Exercise.
Duplicate the part of the Parkinson's trial article between "Parkinson's pilot trial" and "a press release.", inclusive.

Extract provided.
────────────────────

Parkinson's pilot trial

A pilot Phase 2 study evaluating CNM-Au8, an investigational Parkinson’s treatment aiming to protect nerve cells, has started dosing patients, the therapy’s developer, Clene Nanomedicine, announced.

The open-label REPAIR-PD (NCT03815916) clinical trial is enrolling up to 24 people, ages 30 to 80 and diagnosed within the past three years, at its one site at the University of Texas Southwestern Medical Center.

“We are excited to be advancing CNM-Au8 clinically into Parkinson’s patients starting with the REPAIR-PD Phase 2 study” Rob Etherington, president and CEO of Clene, said in a press release.

Parkinson’s disease is characterized by the death of dopaminergic neurons in two brain regions, the striatum and the substantia nigra. These nerve cells rely on large amounts of energy to function, which is provided by mitochondria, the cell’s powerhouses. Failure to provide the energy that cells need contributes to their death.

────────────────────

Dataset extract.
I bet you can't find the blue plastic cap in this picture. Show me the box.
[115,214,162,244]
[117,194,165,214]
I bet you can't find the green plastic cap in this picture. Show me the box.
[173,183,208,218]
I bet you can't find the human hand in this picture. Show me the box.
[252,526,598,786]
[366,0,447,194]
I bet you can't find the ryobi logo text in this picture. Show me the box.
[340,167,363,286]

────────────────────

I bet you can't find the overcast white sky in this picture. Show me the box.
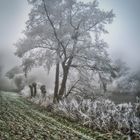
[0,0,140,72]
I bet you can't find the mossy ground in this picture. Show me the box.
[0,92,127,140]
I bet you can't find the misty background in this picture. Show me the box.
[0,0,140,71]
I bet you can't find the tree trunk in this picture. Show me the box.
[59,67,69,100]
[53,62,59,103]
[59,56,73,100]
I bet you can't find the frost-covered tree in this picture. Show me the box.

────────────────────

Task solution.
Parkinson's pilot trial

A pilot Phase 2 study evaluating CNM-Au8, an investigational Parkinson’s treatment aiming to protect nerve cells, has started dosing patients, the therapy’s developer, Clene Nanomedicine, announced.

The open-label REPAIR-PD (NCT03815916) clinical trial is enrolling up to 24 people, ages 30 to 80 and diagnosed within the past three years, at its one site at the University of Texas Southwestern Medical Center.

“We are excited to be advancing CNM-Au8 clinically into Parkinson’s patients starting with the REPAIR-PD Phase 2 study” Rob Etherington, president and CEO of Clene, said in a press release.